Written task:
Turn the lines below into a numbered list, leaving out any blank lines.
□ □ □ □ □ □ □
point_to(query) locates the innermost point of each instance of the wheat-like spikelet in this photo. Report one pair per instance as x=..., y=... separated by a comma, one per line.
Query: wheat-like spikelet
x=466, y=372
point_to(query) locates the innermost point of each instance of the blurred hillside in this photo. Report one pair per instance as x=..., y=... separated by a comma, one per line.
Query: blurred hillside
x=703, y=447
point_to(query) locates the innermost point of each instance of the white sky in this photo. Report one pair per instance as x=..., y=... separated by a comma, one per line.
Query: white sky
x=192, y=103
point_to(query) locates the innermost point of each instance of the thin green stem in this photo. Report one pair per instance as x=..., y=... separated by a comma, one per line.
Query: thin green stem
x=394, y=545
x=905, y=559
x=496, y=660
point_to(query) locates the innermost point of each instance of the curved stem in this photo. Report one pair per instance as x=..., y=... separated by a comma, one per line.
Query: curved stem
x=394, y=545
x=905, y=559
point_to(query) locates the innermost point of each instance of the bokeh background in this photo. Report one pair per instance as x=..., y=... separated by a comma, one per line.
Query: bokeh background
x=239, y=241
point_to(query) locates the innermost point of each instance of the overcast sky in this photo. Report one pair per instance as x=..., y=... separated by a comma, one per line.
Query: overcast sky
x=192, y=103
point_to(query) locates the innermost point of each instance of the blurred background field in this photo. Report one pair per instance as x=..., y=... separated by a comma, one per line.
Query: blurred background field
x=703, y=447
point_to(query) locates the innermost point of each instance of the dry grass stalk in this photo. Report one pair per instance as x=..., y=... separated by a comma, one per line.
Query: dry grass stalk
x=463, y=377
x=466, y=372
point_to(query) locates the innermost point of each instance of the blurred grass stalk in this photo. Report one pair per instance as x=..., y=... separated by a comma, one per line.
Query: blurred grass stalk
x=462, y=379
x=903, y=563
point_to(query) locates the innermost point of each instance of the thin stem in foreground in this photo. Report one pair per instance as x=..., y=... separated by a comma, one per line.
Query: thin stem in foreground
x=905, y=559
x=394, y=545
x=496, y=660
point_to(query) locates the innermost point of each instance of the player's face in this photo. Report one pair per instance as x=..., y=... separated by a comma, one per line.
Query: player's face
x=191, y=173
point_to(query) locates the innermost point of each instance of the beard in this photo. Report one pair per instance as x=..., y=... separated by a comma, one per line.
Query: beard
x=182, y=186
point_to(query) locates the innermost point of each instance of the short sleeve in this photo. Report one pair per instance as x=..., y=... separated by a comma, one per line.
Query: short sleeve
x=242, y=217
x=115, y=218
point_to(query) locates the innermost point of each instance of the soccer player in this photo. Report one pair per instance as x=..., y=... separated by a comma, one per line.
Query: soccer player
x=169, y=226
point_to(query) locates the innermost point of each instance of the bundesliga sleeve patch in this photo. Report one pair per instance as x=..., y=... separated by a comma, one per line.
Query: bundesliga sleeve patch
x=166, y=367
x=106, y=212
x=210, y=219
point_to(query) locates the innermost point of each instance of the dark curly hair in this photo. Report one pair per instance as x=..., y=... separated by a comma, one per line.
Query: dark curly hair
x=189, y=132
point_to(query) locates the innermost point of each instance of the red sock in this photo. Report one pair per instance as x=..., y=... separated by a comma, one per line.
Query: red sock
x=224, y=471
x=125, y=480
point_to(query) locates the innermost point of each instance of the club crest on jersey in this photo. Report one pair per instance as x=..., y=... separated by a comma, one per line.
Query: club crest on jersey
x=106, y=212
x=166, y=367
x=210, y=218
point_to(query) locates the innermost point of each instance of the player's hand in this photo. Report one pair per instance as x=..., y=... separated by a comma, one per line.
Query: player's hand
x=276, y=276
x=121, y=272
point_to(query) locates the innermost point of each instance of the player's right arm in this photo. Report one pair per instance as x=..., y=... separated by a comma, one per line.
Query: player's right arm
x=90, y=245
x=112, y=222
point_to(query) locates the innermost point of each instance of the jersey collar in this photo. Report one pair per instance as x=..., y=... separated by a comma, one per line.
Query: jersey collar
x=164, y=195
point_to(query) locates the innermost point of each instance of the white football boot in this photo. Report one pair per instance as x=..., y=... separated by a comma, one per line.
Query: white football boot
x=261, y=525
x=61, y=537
□ □ □ □ □ □ □
Task solution:
1. point_to(query) locates the innermost point of each instance of the wheat-like spikelet in this photo. Report one pair per instance as x=..., y=... separated by a comma, one per line.
2. Query: wheat-like spikelet
3. x=466, y=372
4. point_to(query) locates the innermost point of each instance of the blurred hillside in this photo. Report one pair per instance as x=..., y=... separated by a comma, one per line.
5. Query: blurred hillside
6. x=703, y=447
7. point_to(query) locates the innermost point of each instance of the white sky in this photo. Report one pair per instance as x=..., y=... separated by a comma, one per line.
8. Query: white sky
9. x=192, y=103
10. point_to(query) locates the innermost point of each instance of the thin green stem in this photo. Report one pair per instance as x=..., y=... separated by a comma, one per line.
11. Query: thin green stem
12. x=394, y=545
13. x=905, y=559
14. x=496, y=660
15. point_to(query) locates the innermost point of each instance of the curved stem in this photo. Report one pair per instance as x=..., y=... separated by a comma, one per line.
16. Query: curved stem
17. x=394, y=545
18. x=905, y=559
19. point_to(query) locates the innermost point of each instance of the bokeh background in this photo. Report one pair per instance as x=..., y=... separated by a comma, one per line.
20. Query: bokeh background
21. x=239, y=241
22. point_to(query) locates the innermost point of each instance of the overcast sky in this photo. Report one pair per instance as x=..., y=... separated by a comma, one per line.
23. Query: overcast sky
24. x=192, y=103
25. point_to(query) locates the innermost point of each instance of the blurred background field in this photo. Report one pair per instance as x=..., y=... separated by a comma, one per line.
26. Query: blurred background field
27. x=703, y=447
28. point_to(query) locates the innermost point of each instance of the dry grass stalk in this photo. Report one pair per instance as x=..., y=... separated by a comma, one per line.
29. Query: dry grass stalk
30. x=463, y=377
31. x=466, y=372
32. point_to(query) locates the innermost point of each instance of the blurred grass stalk in this photo. Report one pair per instance as x=..., y=... separated by a comma, one per line.
33. Query: blurred grass stalk
34. x=462, y=379
35. x=903, y=563
36. point_to(query) locates the innermost point of each instance of the thin stem in foreground in this photo. Report one pair per instance as x=..., y=... separated by a comma, one per line.
37. Query: thin stem in foreground
38. x=905, y=559
39. x=394, y=545
40. x=496, y=660
41. point_to(query) locates the innermost point of each instance of the player's face in this photo. Report one pair per instance as x=..., y=... separated by a comma, one per line.
42. Query: player's face
43. x=191, y=173
44. point_to(query) locates the innermost point of each instance of the beard in this photo. Report one pair per instance as x=..., y=... separated by a comma, one per line.
45. Query: beard
46. x=182, y=186
47. point_to(query) locates the innermost point of each instance of the short sleeve in this photo. Report one pair per instance as x=..., y=... separated by a comma, one per line.
48. Query: short sleeve
49. x=242, y=217
50. x=115, y=218
51. point_to(query) locates the innermost point of each instance of the soccer player in this photo. Report one pair per instance as x=..., y=... separated by a comma, one per line.
52. Query: soccer player
53. x=169, y=226
54. point_to(query) locates the innermost point of each instance of the bundesliga sleeve patch in this photo. Report one pair per instance as x=..., y=... separated by a comma, one per line.
55. Query: bundesliga sleeve patch
56. x=166, y=367
57. x=106, y=212
58. x=210, y=219
59. point_to(query) locates the innermost point of each instance of the dark curly hair in this photo. Report one pair per instance as x=..., y=... separated by a comma, one per line.
60. Query: dark curly hair
61. x=189, y=132
62. point_to(query) locates the innermost point of each instance of the red sock in this photo. Report one pair per instance as x=..., y=... separated by a comma, one per line.
63. Query: red sock
64. x=224, y=471
65. x=125, y=480
66. point_to(query) locates the innermost point of each instance of the club crest on jersey in this photo. Report one pair per instance as x=..., y=... separated by a comma, one per line.
67. Query: club crest on jersey
68. x=106, y=212
69. x=166, y=367
70. x=210, y=218
71. point_to(query) locates the innermost point of each instance of the player's hand in this photo. Report one pair per instance as x=..., y=... separated by a comma, one per line.
72. Query: player's hand
73. x=276, y=276
74. x=121, y=272
75. point_to(query) locates the innermost point of each instance of the player's right arm in this photo. Report one pair per instance as x=..., y=... separated by a comma, one per line.
76. Query: player's right arm
77. x=90, y=245
78. x=112, y=222
79. point_to(query) locates the innermost point of each instance of the jersey collar in this photo. Report one pair per instance as x=..., y=... separated by a comma, one per line.
80. Query: jersey collar
81. x=164, y=195
82. point_to(query) locates the innermost point of each instance of the white football boot in this photo. Report one pair per instance as x=..., y=... separated by a comma, one per line.
83. Query: white football boot
84. x=261, y=525
85. x=61, y=537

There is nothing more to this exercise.